[START OF Data for the task]
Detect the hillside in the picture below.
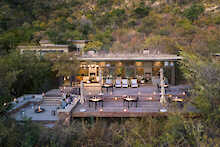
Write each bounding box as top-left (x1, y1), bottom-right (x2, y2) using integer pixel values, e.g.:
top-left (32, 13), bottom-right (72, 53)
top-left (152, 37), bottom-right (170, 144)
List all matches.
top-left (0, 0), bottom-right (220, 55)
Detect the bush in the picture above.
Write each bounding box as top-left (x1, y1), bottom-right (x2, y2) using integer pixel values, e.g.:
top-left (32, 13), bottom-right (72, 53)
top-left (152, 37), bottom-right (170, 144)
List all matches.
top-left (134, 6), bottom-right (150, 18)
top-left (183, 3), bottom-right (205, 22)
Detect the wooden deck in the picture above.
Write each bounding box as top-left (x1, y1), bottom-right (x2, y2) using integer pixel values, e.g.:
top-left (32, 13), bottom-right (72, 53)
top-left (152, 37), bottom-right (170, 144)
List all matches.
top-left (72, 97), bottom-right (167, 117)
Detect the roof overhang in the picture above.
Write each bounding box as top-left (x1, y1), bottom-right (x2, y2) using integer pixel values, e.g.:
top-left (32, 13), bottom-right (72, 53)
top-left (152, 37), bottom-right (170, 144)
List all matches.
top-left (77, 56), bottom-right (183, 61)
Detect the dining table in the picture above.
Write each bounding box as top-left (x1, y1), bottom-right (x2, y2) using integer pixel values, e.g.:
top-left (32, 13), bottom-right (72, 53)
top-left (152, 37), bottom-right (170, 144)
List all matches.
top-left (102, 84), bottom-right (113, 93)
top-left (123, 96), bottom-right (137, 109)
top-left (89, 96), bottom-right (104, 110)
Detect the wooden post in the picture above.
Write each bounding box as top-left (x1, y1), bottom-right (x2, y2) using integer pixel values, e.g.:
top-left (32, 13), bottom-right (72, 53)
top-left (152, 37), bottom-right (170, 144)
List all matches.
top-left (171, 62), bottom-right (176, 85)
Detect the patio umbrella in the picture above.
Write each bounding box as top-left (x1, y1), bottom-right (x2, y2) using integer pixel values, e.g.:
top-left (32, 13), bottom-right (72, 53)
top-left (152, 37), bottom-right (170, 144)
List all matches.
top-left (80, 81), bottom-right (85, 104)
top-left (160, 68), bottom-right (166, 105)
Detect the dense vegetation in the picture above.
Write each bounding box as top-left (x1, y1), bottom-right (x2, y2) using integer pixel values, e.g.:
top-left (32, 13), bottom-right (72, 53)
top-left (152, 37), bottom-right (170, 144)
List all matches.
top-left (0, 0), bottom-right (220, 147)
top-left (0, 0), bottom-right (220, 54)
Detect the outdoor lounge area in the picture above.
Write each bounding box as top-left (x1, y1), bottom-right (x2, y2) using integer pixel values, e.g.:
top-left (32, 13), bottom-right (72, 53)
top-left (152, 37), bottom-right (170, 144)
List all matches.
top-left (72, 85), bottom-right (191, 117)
[END OF Data for the task]
[START OF Data for the task]
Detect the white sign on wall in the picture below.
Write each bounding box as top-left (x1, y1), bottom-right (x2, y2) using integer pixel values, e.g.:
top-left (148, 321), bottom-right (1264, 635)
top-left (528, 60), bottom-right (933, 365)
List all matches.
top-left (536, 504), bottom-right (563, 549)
[END OF Data for the task]
# [Problem requirements]
Please give the stretch of the entries from the line containing "Detect the hillside in the picture below." through the line containing "top-left (0, 0), bottom-right (220, 55)" as a Markdown table with the columns Row and Line, numbering each row and skipping blank lines. Leave the pictures out of the answer.

# [Answer to the problem]
| Row | Line |
|---|---|
| 1 | Detect the hillside in the picture below. |
| 2 | Write each bounding box as top-left (x1, y1), bottom-right (x2, y2) using integer pixel values, e.g.: |
| 3 | top-left (32, 13), bottom-right (72, 53) |
| 4 | top-left (152, 37), bottom-right (170, 144) |
| 5 | List all matches. |
| 6 | top-left (0, 0), bottom-right (220, 55) |